Exercise directions:
Retype every entry in its entirety, without alteration.

Location annotation dataset excerpts
···
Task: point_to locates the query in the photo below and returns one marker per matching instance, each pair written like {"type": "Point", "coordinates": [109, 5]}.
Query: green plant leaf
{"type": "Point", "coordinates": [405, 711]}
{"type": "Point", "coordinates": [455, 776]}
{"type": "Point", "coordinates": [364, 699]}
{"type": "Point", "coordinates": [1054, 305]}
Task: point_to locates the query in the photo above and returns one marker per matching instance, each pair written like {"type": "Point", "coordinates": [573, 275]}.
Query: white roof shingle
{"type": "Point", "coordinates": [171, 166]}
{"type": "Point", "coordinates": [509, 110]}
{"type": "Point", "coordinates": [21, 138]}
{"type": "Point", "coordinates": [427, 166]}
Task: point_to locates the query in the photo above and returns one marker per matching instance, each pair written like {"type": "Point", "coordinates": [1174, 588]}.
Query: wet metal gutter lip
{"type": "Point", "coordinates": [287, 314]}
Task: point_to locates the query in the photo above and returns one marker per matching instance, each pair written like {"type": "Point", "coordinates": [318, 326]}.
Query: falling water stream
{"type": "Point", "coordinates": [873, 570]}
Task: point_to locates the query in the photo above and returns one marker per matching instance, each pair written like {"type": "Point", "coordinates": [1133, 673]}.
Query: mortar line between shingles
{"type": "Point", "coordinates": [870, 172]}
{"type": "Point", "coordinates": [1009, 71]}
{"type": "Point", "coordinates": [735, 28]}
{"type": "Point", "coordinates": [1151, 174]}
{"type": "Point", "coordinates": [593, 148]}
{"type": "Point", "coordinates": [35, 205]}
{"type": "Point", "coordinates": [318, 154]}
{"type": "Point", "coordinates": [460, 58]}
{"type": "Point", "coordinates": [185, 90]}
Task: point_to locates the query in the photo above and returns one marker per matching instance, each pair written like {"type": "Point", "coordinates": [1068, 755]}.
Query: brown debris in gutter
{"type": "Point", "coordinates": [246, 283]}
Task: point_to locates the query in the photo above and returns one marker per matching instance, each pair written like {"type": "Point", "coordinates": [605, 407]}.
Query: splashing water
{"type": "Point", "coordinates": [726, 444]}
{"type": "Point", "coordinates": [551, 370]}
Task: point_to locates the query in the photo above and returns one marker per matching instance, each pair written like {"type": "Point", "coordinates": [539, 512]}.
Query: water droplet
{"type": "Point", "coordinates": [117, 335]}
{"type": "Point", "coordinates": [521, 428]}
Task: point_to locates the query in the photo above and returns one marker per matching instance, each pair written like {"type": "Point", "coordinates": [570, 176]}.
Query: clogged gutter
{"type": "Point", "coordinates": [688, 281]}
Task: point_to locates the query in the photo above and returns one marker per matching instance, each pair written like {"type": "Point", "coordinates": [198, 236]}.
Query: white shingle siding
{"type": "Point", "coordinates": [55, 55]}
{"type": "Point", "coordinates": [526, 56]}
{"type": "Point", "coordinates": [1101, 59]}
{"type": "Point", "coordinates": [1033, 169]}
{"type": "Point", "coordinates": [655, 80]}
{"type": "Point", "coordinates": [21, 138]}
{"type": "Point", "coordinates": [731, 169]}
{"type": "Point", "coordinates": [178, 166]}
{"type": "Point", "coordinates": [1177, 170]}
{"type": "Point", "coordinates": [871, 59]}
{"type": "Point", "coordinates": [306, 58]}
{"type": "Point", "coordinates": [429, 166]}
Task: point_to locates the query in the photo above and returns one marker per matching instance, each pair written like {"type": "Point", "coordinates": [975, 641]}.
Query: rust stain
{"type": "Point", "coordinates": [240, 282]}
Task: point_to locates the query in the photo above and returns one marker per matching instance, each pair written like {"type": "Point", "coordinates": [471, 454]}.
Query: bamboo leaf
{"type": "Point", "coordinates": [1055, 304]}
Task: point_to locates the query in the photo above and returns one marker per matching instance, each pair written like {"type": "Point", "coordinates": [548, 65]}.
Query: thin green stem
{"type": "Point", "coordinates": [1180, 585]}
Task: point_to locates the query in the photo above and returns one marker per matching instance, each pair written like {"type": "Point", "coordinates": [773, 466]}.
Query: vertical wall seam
···
Solution:
Task: point_to locates the query in the photo below and returns one marker per matching instance, each pair written like {"type": "Point", "coordinates": [109, 5]}.
Query: green plant leaf
{"type": "Point", "coordinates": [405, 711]}
{"type": "Point", "coordinates": [455, 776]}
{"type": "Point", "coordinates": [364, 699]}
{"type": "Point", "coordinates": [1054, 305]}
Task: point_to locates the query in the photo above and returns one marker per matching instance, each pair written like {"type": "Point", "coordinates": [573, 275]}.
Query: white roof shingle
{"type": "Point", "coordinates": [171, 166]}
{"type": "Point", "coordinates": [509, 110]}
{"type": "Point", "coordinates": [21, 138]}
{"type": "Point", "coordinates": [427, 166]}
Task: point_to locates the query in the photo above and returns one marker per matching instance, each pair written like {"type": "Point", "coordinates": [1174, 588]}.
Query: wet metal gutter lip
{"type": "Point", "coordinates": [287, 314]}
Task: point_to locates the query in the photo above and returns one marker per matching instance, each pair written like {"type": "Point", "coordinates": [318, 326]}.
Query: falling water stream
{"type": "Point", "coordinates": [873, 570]}
Task: point_to locates the query in the photo above and returns one marker per matching instance, each pair written like {"type": "Point", "coordinates": [1133, 673]}.
Query: mortar line between shingles
{"type": "Point", "coordinates": [870, 172]}
{"type": "Point", "coordinates": [1009, 71]}
{"type": "Point", "coordinates": [735, 28]}
{"type": "Point", "coordinates": [1151, 174]}
{"type": "Point", "coordinates": [593, 148]}
{"type": "Point", "coordinates": [35, 205]}
{"type": "Point", "coordinates": [318, 154]}
{"type": "Point", "coordinates": [460, 58]}
{"type": "Point", "coordinates": [185, 90]}
Task: point_to locates the query in the photo above and returns one marker per matching instance, each pair written like {"type": "Point", "coordinates": [1068, 755]}.
Query: brown debris in gutter
{"type": "Point", "coordinates": [246, 283]}
Task: point_to locates the query in the photo above and returns one marker per matching instance, each pair written like {"type": "Point", "coordinates": [605, 407]}.
Query: splashing water
{"type": "Point", "coordinates": [726, 444]}
{"type": "Point", "coordinates": [551, 370]}
Task: point_to locates the query in the photo above and returns one marker per matching instance, each pair written like {"type": "Point", "coordinates": [539, 512]}.
Query: water droplet
{"type": "Point", "coordinates": [117, 335]}
{"type": "Point", "coordinates": [521, 428]}
Task: point_to locates the query in the photo above and returns one marker per matching instance, each pair written like {"type": "Point", "coordinates": [570, 176]}.
Query: clogged gutter
{"type": "Point", "coordinates": [688, 281]}
Task: point_to locates the query in the photo above and returns one marker per matching instance, each pair written like {"type": "Point", "coordinates": [198, 236]}.
Query: white shingle siding
{"type": "Point", "coordinates": [55, 55]}
{"type": "Point", "coordinates": [526, 56]}
{"type": "Point", "coordinates": [1101, 59]}
{"type": "Point", "coordinates": [1033, 169]}
{"type": "Point", "coordinates": [655, 80]}
{"type": "Point", "coordinates": [21, 138]}
{"type": "Point", "coordinates": [731, 169]}
{"type": "Point", "coordinates": [178, 166]}
{"type": "Point", "coordinates": [1177, 170]}
{"type": "Point", "coordinates": [871, 59]}
{"type": "Point", "coordinates": [306, 58]}
{"type": "Point", "coordinates": [429, 166]}
Task: point_to locates the query in the photo above and returns one marker per matching instance, each pair written like {"type": "Point", "coordinates": [975, 641]}.
Query: rust stain
{"type": "Point", "coordinates": [240, 282]}
Task: point_to locates the query in the photo above and returns one marker per matching instance, each pair written like {"type": "Point", "coordinates": [471, 454]}.
Query: bamboo leaf
{"type": "Point", "coordinates": [1055, 304]}
Task: point_to locates the query in the photo above and returns one marker per matching instance, each pair written like {"type": "Point", "coordinates": [548, 65]}.
Query: thin green stem
{"type": "Point", "coordinates": [1180, 585]}
Task: point_to locates the query in the photo above and returns one marker per matching instance, each pair written like {"type": "Point", "coordinates": [773, 466]}.
Query: vertical wall seam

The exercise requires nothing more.